» **Consegna**:
Rispondi a queste domande sul testo della pagina, una per riga:
(a) Quale quota di Port au Prince le bande armate sostengono di controllare?
(b) Quanti detenuti sono riusciti a scappare?
(c) In quale fascia oraria vale il coprifuoco?

» **Testo della pagina**:
----------------

Mentre le bande armate rivendicano di controllare “l’80% di Port au Prince” e di puntare all’assalto della Banca centrale, decine di migliaia di persone hanno lasciato le proprie abitazioni e sono fuggite dalla capitale per il timore della crescente insicurezza. Il Governo di Haiti ha dichiarato lo stato d’emergenza, dopo gli assalti delle gang ai due più grandi penitenziari del paese.
Haiti, assalto alle carceri
Almeno 4mila detenuti sono riusciti a scappare. Tra le prime misure che le autorità hanno preso c’è il coprifuoco, di 72 ore, dalle 18 alle 5 del mattino. Vale sia per la capitale Port-Au-Prince che per tutto il territorio dell’ovest. La speranza, del presidente ad interim Patrick Michel Boivertdi, è di “ripristinare l’ordine pubblico“. Il primo ministro Ariel Henry, che si trova in Kenya, è impegnato a stringere un accordo affinché si acceleri il dispiegamento ad Haiti delle forze di sicurezza multinazionali, guidate dai kenioti.

----------------

» **Righe fornite**:

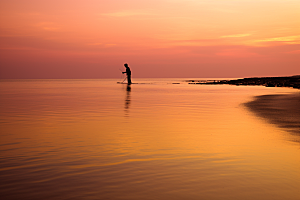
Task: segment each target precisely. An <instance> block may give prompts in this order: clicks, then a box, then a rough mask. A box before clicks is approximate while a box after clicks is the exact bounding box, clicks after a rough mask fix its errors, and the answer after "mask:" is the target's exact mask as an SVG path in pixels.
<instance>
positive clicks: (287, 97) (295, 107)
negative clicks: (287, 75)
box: [245, 92, 300, 142]
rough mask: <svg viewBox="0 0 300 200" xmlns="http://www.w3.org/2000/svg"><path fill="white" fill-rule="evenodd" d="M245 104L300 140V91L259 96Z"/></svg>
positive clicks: (297, 140)
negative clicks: (253, 99)
mask: <svg viewBox="0 0 300 200" xmlns="http://www.w3.org/2000/svg"><path fill="white" fill-rule="evenodd" d="M245 105H246V107H248V108H249V109H250V110H251V111H253V112H254V113H256V114H257V115H258V116H260V117H262V118H264V119H266V120H267V121H268V122H269V123H272V124H276V125H277V126H279V127H280V128H284V129H285V130H287V131H288V132H290V133H291V134H293V135H295V136H297V137H296V138H295V140H297V142H300V92H299V93H295V94H286V95H263V96H257V97H255V99H254V100H253V101H250V102H247V103H245Z"/></svg>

----------------

» **Soluzione**:
(a) L'80% di Port au Prince.
(b) Almeno 4mila.
(c) Dalle 18 alle 5 del mattino.